Start

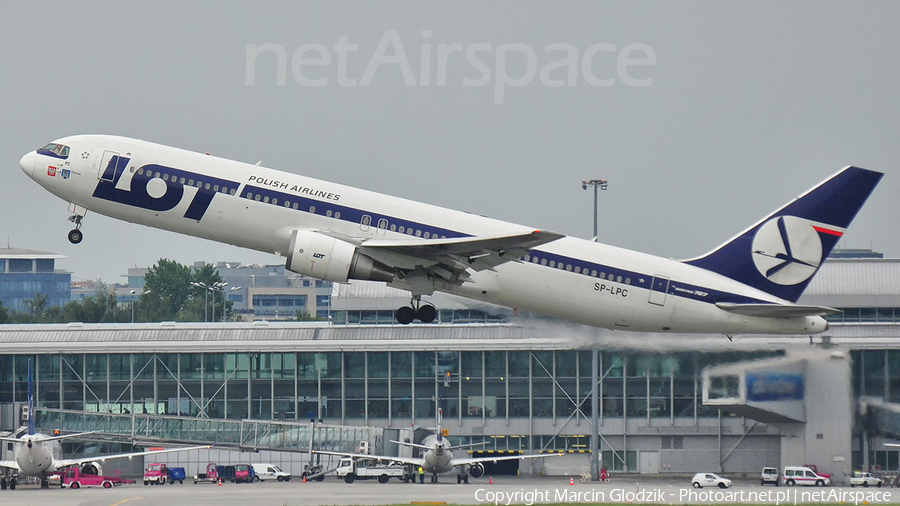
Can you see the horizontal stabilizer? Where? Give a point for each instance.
(775, 310)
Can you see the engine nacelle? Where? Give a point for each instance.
(323, 257)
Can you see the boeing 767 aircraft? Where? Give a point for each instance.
(333, 232)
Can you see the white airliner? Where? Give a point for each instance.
(437, 457)
(333, 232)
(38, 454)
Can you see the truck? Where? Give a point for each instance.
(352, 469)
(156, 474)
(865, 479)
(238, 473)
(74, 478)
(210, 476)
(177, 474)
(266, 472)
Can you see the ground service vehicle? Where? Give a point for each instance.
(701, 480)
(210, 476)
(770, 475)
(802, 475)
(864, 479)
(351, 469)
(243, 473)
(156, 474)
(269, 472)
(74, 478)
(176, 474)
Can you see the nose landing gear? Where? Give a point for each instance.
(425, 313)
(76, 235)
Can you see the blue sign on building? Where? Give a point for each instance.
(774, 387)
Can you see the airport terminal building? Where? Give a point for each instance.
(670, 403)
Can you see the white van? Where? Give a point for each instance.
(799, 475)
(269, 472)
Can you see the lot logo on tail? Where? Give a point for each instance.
(788, 250)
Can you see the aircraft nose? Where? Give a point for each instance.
(27, 163)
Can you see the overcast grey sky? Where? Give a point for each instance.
(704, 116)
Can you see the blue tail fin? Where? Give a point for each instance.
(781, 253)
(31, 430)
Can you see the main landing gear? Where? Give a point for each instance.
(75, 235)
(425, 313)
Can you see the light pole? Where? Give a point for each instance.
(205, 299)
(601, 184)
(220, 288)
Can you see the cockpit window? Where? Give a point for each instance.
(55, 150)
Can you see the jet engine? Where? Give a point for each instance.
(323, 257)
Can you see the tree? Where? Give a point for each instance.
(166, 290)
(171, 294)
(37, 306)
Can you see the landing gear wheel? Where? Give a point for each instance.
(426, 313)
(75, 236)
(405, 315)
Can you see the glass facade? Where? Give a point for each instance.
(359, 386)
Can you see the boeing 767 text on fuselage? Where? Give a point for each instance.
(333, 232)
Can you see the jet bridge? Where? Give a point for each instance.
(246, 435)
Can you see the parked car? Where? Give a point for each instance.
(865, 480)
(156, 474)
(801, 475)
(269, 472)
(770, 475)
(701, 480)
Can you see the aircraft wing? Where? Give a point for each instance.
(49, 438)
(457, 254)
(473, 460)
(776, 310)
(102, 458)
(402, 460)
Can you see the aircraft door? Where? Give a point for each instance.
(658, 290)
(107, 169)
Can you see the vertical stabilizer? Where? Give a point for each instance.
(782, 252)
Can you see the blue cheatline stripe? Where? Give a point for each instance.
(344, 213)
(536, 257)
(291, 201)
(632, 278)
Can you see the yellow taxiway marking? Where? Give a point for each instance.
(126, 500)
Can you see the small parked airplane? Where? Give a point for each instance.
(437, 457)
(38, 454)
(333, 232)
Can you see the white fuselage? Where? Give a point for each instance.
(36, 458)
(554, 280)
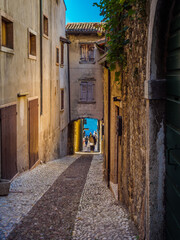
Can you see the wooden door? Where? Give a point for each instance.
(173, 130)
(8, 135)
(33, 131)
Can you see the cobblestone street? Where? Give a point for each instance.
(64, 199)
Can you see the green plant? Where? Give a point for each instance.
(115, 15)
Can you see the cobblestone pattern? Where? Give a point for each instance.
(53, 216)
(26, 190)
(100, 217)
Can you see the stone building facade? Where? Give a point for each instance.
(142, 162)
(85, 73)
(31, 79)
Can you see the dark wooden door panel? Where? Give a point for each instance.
(33, 132)
(8, 142)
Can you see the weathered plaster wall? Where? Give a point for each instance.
(80, 71)
(20, 74)
(142, 156)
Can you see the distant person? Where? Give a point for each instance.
(91, 141)
(86, 141)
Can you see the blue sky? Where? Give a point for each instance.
(82, 11)
(92, 125)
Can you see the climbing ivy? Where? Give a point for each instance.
(115, 15)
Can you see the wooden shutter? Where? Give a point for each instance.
(33, 132)
(8, 141)
(32, 44)
(62, 53)
(62, 99)
(91, 53)
(84, 90)
(45, 25)
(83, 52)
(57, 56)
(4, 38)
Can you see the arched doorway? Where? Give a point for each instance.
(79, 132)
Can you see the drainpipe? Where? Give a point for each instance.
(109, 120)
(41, 58)
(69, 83)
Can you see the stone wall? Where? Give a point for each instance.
(133, 163)
(128, 153)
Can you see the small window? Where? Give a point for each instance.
(57, 56)
(62, 99)
(45, 21)
(87, 92)
(7, 33)
(87, 53)
(32, 44)
(62, 53)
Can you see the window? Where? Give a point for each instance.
(87, 91)
(57, 56)
(7, 33)
(62, 99)
(45, 22)
(62, 53)
(87, 53)
(32, 44)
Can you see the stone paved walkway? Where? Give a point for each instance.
(98, 216)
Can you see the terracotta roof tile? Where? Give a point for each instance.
(73, 28)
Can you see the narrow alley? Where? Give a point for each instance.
(64, 199)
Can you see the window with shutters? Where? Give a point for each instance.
(32, 44)
(62, 54)
(57, 56)
(87, 54)
(6, 33)
(62, 100)
(45, 26)
(87, 89)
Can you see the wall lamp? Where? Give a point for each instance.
(116, 99)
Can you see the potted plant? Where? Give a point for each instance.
(4, 187)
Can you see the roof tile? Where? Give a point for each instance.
(95, 27)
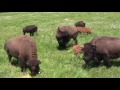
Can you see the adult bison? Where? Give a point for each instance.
(80, 24)
(30, 29)
(102, 48)
(24, 49)
(84, 30)
(65, 34)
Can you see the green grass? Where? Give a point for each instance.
(56, 63)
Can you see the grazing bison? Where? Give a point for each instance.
(102, 48)
(24, 49)
(30, 29)
(80, 24)
(77, 49)
(64, 35)
(84, 30)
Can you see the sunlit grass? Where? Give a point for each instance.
(58, 63)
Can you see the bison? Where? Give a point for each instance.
(84, 30)
(30, 29)
(80, 24)
(77, 49)
(102, 48)
(65, 34)
(24, 49)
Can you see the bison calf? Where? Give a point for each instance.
(80, 24)
(24, 49)
(30, 29)
(77, 49)
(84, 30)
(65, 34)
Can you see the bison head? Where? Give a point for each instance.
(33, 66)
(62, 39)
(88, 50)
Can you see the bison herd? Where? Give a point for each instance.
(24, 49)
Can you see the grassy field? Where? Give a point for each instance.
(56, 63)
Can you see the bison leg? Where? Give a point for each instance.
(23, 33)
(106, 61)
(22, 64)
(30, 34)
(33, 34)
(9, 56)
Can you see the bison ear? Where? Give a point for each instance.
(94, 47)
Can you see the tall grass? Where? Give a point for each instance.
(58, 63)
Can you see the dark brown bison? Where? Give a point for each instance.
(84, 30)
(80, 24)
(30, 29)
(24, 49)
(102, 48)
(77, 49)
(64, 35)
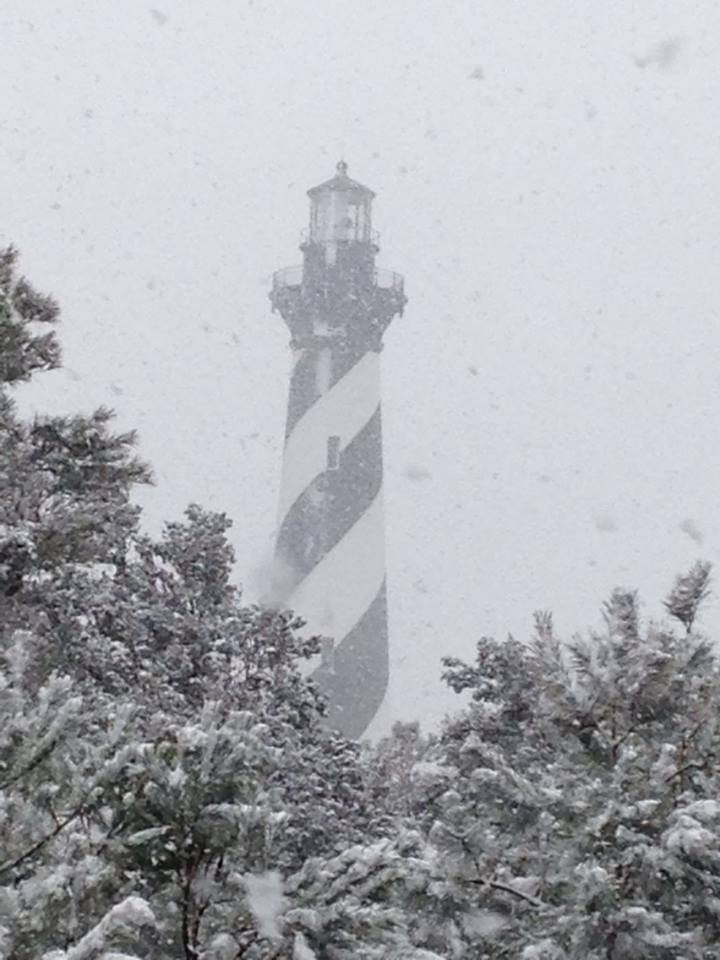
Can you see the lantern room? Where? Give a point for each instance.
(340, 210)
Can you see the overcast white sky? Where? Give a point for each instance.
(548, 180)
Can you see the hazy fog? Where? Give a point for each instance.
(548, 180)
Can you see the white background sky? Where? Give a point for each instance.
(548, 180)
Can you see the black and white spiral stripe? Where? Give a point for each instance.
(331, 525)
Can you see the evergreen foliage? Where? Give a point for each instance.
(169, 789)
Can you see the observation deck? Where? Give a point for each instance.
(292, 277)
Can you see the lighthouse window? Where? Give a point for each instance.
(333, 453)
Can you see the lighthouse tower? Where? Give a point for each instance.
(330, 542)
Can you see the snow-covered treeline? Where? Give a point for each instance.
(169, 790)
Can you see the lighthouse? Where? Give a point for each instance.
(330, 545)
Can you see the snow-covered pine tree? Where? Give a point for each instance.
(130, 639)
(579, 805)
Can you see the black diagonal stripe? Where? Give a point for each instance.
(327, 509)
(346, 354)
(303, 388)
(356, 680)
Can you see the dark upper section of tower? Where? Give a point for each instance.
(338, 291)
(340, 210)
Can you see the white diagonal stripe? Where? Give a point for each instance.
(341, 412)
(337, 592)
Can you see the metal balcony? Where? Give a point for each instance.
(293, 277)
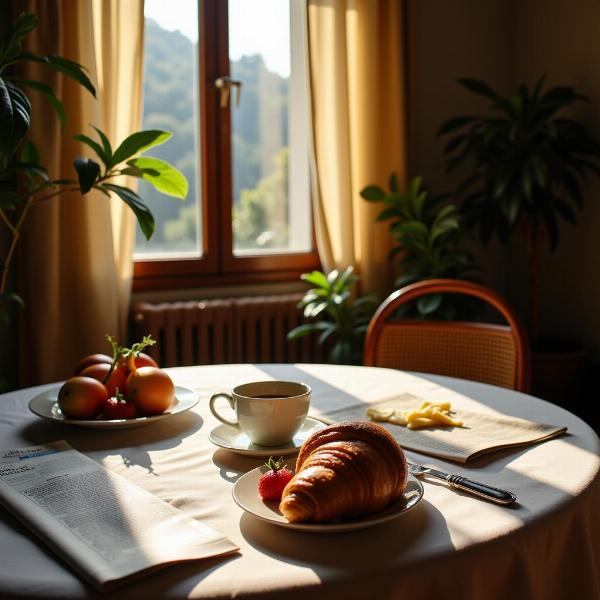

End

- _Exercise aim_
Pull out every row above that contains the word "cobblestone" and copy each one whole. The match is case-sensitive.

- _Exercise response_
Can you see the cobblestone street? Where? Give a point for each instance.
Can you see the cobblestone pattern? Where? Give a point for each instance.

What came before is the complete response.